Set exercise:
Starting with the line that contains "Trace the outline of every instance of the woman" and going on through the last line of the items, write those lines as a JSON list of strings, one string per line, omitting blank lines.
────────────────────────────────────────
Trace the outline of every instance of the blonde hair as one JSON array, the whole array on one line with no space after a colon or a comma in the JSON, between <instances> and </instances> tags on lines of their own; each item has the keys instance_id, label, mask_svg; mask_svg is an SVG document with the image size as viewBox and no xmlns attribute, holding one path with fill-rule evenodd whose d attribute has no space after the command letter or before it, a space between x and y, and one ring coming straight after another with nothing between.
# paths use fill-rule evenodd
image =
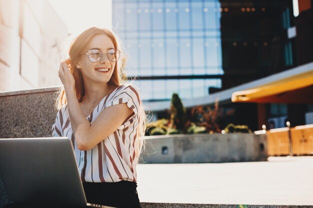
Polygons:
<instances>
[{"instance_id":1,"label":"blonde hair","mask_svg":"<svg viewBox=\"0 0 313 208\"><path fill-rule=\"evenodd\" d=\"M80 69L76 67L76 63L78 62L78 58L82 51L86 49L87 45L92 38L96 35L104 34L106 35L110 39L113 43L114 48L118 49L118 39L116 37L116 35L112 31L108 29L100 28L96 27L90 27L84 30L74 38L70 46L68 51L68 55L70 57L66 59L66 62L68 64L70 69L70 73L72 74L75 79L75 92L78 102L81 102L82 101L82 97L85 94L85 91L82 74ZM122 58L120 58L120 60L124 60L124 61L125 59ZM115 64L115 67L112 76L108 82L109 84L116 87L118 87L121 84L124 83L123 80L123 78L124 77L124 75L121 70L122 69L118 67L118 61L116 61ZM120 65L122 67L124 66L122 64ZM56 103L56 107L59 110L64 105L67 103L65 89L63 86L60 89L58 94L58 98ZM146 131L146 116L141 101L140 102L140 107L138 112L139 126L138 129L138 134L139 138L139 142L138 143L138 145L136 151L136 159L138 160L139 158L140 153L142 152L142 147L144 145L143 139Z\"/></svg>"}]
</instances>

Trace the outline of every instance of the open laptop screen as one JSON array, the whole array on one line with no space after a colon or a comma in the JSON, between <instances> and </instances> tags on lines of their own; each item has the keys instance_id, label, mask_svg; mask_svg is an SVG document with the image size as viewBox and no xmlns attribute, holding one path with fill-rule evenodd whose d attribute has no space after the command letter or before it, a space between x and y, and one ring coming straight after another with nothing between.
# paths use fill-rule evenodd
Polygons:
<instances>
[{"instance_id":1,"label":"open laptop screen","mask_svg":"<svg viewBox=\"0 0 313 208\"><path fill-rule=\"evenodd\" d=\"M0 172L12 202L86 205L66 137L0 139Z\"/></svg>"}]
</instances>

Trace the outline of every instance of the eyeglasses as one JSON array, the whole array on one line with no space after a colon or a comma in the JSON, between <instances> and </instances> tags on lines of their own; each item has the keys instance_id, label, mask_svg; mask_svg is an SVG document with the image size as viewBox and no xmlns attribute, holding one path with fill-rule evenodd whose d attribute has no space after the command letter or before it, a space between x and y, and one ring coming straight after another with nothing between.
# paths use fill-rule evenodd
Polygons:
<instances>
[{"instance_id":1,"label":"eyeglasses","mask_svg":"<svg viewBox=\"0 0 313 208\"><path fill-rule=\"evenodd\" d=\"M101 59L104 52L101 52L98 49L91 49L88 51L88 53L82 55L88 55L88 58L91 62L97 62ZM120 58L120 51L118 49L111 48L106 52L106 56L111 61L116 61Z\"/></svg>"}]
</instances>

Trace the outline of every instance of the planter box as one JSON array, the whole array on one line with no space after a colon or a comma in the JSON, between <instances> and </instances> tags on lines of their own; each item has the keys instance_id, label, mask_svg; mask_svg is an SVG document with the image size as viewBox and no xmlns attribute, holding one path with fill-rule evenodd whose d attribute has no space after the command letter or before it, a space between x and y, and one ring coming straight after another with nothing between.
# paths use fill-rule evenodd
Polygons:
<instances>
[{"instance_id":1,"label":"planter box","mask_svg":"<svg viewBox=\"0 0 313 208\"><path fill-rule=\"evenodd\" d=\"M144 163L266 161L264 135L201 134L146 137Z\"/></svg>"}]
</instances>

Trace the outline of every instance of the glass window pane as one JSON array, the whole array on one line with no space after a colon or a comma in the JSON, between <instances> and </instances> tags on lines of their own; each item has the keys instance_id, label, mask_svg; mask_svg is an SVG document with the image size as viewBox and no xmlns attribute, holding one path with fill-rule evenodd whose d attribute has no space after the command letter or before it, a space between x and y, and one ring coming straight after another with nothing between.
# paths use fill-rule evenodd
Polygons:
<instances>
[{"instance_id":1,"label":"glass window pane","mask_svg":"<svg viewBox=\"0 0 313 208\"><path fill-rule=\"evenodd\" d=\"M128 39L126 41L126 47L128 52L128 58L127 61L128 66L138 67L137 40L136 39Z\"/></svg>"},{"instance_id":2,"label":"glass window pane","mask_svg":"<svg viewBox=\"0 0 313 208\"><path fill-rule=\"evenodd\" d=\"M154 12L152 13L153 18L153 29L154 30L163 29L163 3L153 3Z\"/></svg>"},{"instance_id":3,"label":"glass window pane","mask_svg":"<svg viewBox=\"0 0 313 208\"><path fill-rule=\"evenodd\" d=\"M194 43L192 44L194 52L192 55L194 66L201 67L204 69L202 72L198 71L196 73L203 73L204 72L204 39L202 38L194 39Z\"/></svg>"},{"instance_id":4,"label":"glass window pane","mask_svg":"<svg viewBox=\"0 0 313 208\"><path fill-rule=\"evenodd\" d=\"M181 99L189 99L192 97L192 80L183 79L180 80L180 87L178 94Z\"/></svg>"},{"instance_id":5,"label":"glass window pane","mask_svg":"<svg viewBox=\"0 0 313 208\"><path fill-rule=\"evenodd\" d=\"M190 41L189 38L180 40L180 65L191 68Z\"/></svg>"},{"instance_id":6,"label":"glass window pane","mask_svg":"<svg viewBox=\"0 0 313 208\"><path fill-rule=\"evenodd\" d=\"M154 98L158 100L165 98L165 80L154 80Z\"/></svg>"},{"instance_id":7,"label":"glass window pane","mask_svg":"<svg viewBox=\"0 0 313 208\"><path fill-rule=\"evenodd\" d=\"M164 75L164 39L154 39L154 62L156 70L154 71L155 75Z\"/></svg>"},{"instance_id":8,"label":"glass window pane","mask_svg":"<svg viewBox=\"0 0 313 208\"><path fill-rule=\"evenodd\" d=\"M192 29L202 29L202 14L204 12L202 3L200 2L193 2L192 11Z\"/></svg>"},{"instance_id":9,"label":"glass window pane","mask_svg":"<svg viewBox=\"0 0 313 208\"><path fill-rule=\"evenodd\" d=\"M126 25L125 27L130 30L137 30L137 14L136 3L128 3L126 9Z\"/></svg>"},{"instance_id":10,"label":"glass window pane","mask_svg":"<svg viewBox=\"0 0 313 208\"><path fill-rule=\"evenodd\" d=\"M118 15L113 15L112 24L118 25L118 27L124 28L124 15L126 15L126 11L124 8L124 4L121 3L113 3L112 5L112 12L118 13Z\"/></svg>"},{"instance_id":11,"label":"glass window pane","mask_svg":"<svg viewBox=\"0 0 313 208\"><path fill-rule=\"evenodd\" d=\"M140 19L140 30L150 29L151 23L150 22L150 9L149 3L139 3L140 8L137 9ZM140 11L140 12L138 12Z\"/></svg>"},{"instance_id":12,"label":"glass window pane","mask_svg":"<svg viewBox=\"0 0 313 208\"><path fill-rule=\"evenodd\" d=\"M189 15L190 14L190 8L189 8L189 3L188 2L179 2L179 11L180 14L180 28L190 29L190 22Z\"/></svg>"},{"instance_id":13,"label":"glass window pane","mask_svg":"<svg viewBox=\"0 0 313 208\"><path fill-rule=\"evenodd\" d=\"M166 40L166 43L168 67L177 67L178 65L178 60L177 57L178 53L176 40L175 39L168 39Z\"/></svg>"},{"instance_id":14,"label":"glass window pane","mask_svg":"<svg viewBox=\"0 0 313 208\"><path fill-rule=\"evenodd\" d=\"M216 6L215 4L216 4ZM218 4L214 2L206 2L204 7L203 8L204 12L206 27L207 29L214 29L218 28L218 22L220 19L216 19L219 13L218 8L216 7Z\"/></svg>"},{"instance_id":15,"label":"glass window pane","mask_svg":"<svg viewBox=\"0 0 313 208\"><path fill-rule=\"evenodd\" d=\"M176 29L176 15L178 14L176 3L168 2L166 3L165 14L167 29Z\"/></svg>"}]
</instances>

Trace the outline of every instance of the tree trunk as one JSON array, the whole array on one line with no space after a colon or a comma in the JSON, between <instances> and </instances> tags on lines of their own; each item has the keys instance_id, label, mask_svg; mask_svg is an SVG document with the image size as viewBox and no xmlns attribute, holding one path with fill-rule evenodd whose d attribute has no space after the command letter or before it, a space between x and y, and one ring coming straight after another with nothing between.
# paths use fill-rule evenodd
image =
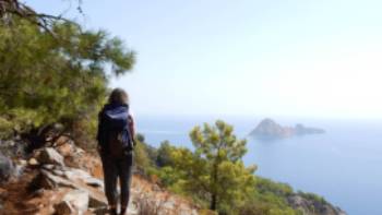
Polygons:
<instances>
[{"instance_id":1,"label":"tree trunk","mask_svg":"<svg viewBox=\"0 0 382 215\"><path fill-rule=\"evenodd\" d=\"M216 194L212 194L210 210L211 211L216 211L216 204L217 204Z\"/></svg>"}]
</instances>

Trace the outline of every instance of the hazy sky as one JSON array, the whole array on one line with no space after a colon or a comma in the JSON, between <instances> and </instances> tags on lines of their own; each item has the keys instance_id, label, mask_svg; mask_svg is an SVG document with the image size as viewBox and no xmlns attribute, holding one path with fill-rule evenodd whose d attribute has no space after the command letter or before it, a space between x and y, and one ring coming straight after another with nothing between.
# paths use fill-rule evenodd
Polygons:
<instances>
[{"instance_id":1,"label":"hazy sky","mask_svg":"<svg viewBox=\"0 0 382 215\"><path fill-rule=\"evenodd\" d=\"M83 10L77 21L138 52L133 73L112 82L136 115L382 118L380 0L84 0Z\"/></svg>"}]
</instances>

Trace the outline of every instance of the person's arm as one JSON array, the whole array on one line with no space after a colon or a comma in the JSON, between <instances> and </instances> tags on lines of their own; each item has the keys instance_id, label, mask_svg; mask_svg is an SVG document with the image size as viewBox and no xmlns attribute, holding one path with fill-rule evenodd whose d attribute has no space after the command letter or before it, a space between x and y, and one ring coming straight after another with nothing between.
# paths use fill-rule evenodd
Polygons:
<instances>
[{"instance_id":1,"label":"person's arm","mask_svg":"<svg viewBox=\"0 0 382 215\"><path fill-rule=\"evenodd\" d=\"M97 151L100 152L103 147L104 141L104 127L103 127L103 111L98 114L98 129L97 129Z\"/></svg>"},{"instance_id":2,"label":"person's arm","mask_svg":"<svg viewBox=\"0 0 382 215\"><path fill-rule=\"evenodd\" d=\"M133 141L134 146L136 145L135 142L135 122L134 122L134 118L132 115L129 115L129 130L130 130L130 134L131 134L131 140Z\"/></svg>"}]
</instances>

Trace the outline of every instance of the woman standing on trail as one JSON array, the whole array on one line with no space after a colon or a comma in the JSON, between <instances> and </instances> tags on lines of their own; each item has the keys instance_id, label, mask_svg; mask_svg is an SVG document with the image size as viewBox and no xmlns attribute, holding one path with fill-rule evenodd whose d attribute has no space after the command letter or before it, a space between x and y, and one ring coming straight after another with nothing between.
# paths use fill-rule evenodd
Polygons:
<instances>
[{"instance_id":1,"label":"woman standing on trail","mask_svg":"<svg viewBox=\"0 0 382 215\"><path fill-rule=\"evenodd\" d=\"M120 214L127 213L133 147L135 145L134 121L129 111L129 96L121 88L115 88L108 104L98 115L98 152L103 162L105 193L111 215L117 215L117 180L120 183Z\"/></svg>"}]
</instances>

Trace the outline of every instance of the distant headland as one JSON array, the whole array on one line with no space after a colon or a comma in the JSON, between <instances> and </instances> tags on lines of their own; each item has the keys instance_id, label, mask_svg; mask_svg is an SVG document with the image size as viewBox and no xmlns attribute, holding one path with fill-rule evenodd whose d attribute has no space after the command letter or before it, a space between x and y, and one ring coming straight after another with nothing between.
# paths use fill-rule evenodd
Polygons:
────────────────────────────────────────
The answer:
[
  "Trace the outline of every instance of the woman standing on trail as one JSON array, the whole array on one line with no space after a colon or a comma in the JSON, between <instances> and </instances> tags on lines of their own; each item has the keys instance_id, label, mask_svg; mask_svg is an SVG document with the image size as viewBox and no xmlns attribute, holding one path with fill-rule evenodd whose d attribute has no space after the command letter or before it, a space between x and y, and one ring coming straight after another with nothing between.",
  "# paths use fill-rule evenodd",
  "Polygons:",
  "<instances>",
  "[{\"instance_id\":1,\"label\":\"woman standing on trail\",\"mask_svg\":\"<svg viewBox=\\\"0 0 382 215\\\"><path fill-rule=\\\"evenodd\\\" d=\\\"M120 214L127 213L133 147L135 145L134 121L129 111L129 96L121 88L115 88L108 104L98 115L98 152L103 162L105 193L111 215L117 215L117 180L120 183Z\\\"/></svg>\"}]",
  "</instances>",
  "Trace the outline of every instance of the distant headland as one JSON array, the whole array on one line with no space after a colon or a comma in the JSON, between <instances> and </instances> tags on lines of their own; each item has the keys instance_id, label, mask_svg; mask_svg is an SVG document with the image size as viewBox and no xmlns attribute, holding one path with fill-rule evenodd whose d attribute has no space after the command letter or before it, a space between x and y, and one ring coming straight after another with nothing between.",
  "# paths use fill-rule evenodd",
  "Polygons:"
]